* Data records
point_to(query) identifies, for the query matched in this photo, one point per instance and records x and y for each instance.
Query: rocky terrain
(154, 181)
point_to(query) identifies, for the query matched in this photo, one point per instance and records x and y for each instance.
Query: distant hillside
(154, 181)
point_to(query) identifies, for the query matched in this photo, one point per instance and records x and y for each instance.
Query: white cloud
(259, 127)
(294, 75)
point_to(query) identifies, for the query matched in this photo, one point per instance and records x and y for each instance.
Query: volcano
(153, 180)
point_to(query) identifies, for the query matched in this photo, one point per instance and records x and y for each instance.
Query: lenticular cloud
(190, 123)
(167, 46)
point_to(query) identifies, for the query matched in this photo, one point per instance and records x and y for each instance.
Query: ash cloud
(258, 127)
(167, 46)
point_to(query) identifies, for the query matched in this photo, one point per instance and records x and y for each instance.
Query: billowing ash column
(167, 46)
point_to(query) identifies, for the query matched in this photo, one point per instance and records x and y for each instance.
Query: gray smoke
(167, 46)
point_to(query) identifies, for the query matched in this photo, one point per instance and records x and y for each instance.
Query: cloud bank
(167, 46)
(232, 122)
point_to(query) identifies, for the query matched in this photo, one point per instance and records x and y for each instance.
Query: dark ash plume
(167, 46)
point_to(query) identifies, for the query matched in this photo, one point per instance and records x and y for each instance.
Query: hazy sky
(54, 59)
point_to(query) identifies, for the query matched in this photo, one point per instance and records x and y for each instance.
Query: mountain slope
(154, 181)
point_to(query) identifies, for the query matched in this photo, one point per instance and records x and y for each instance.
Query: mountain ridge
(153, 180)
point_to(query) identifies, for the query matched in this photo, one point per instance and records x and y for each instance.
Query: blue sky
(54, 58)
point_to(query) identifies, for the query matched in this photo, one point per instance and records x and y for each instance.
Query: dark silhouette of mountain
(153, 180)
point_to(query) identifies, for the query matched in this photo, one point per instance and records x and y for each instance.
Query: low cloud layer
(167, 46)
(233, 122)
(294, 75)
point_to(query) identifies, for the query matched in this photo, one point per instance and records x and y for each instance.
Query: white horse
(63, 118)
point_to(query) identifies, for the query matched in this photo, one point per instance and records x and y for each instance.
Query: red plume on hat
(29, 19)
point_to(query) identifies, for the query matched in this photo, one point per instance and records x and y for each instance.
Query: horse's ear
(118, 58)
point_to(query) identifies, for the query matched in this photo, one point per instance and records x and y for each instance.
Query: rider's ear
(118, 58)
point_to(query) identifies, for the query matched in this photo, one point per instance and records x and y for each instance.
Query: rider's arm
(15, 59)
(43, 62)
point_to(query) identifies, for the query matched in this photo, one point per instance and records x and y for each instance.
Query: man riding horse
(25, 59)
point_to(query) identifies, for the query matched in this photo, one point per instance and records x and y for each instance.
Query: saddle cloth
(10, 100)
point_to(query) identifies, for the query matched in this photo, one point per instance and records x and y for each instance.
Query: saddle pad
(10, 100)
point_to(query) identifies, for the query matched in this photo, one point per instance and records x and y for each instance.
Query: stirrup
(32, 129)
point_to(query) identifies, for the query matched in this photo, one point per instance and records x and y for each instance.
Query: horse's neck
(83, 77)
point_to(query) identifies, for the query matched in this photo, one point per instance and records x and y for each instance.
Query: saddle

* WORK REQUEST
Write all the data out again, exactly.

* PROBLEM SOLUTION
point_to(query) identifies, for the query matched in this photo, one point per instance and records x and y for each instance.
Query: rocky terrain
(154, 181)
point_to(query) identifies, for the query matched in this photo, one point per instance and records x and y for each instance.
Query: distant hillside
(154, 181)
point_to(query) identifies, for the query matched in this photo, one point per instance and records x and y for each instance.
Query: white cloud
(259, 127)
(294, 75)
point_to(query) identifies, for the query matched in this photo, one point per instance and records x and y for each instance.
Query: volcano
(153, 180)
point_to(query) identifies, for the query matched in this photo, one point per instance and records x and y for each instance.
Query: lenticular cloud
(190, 123)
(167, 46)
point_to(query) identifies, for the query matched in this photo, one point per instance and records x and y for each instance.
Query: ash cloud
(258, 127)
(167, 46)
point_to(query) identifies, for the query matched in this photo, one point per instance and records x and y for each instance.
Query: billowing ash column
(167, 46)
point_to(query) identifies, for the query matched in this photo, one point per instance and records x and y for each instance.
Query: gray smoke
(167, 46)
point_to(query) identifies, for the query matched in this photo, one point per instance and records x and y for each instance.
Query: cloud bank
(167, 46)
(232, 122)
point_to(query) identifies, for the query matched in this photo, one point per instance and records x and y for each instance.
Query: dark ash plume
(167, 46)
point_to(query) identifies, for the query matched in this photo, one point per instance and records x and y for each instance.
Query: hazy sky
(54, 59)
point_to(query) identifies, for the query matched in this photo, one point per instance and records x and y for each instance.
Query: mountain slope
(154, 181)
point_to(query) identifies, for the query matched in this photo, one point per instance and records x and y for each instance.
Query: mountain ridge
(153, 180)
point_to(query) identifies, for the query matched in this photo, one point per instance and records x and y for each instance.
Query: blue sky
(54, 58)
point_to(query) identifies, for the query matched in this photo, one point per instance and records x and y for each instance.
Query: dark silhouette of mountain
(153, 180)
point_to(query) identifies, for the query matched in this photo, one point per instance and records x and y for each instance.
Query: low cloud layer
(167, 46)
(233, 122)
(294, 75)
point_to(query) identifies, for the query matched in this photo, one point per instance and records x and y for each instance.
Query: white horse
(63, 118)
point_to(query) identifies, for the query matched in this photo, one point per instance and records x and y for each instance.
Query: red plume on hat
(29, 19)
point_to(query) identifies, for the query matched in this photo, one point per instance and records x and y for each instance.
Query: horse's ear
(118, 58)
point_to(query) identifies, for the query matched in this photo, one point per instance and records x and y for each instance.
Query: rider's ear
(118, 58)
point_to(query) identifies, for the query matched in this photo, one point per instance and records x and y for each instance.
Query: rider's arm
(15, 59)
(43, 62)
point_to(query) identifies, for the query matched in this photo, one point per instance and records x and y for each instance.
Query: man riding horse
(25, 59)
point_to(query) identifies, for the query matched in this photo, one point per instance and records x and y for each instance.
Query: saddle cloth
(10, 100)
point_to(query) identifies, for the query matched in this photo, one point per instance and records x and y for each instance.
Query: saddle pad
(10, 100)
point_to(query) identifies, for the query matched in this photo, one point per instance and records x and y for each instance.
Query: stirrup
(32, 129)
point_to(query) identifies, for the query matched in this photo, one point per instance and records x and y for each instance.
Query: horse's neck
(83, 77)
point_to(query) identifies, for the query matched in this photo, one point per instance and records x and y for each instance.
Query: saddle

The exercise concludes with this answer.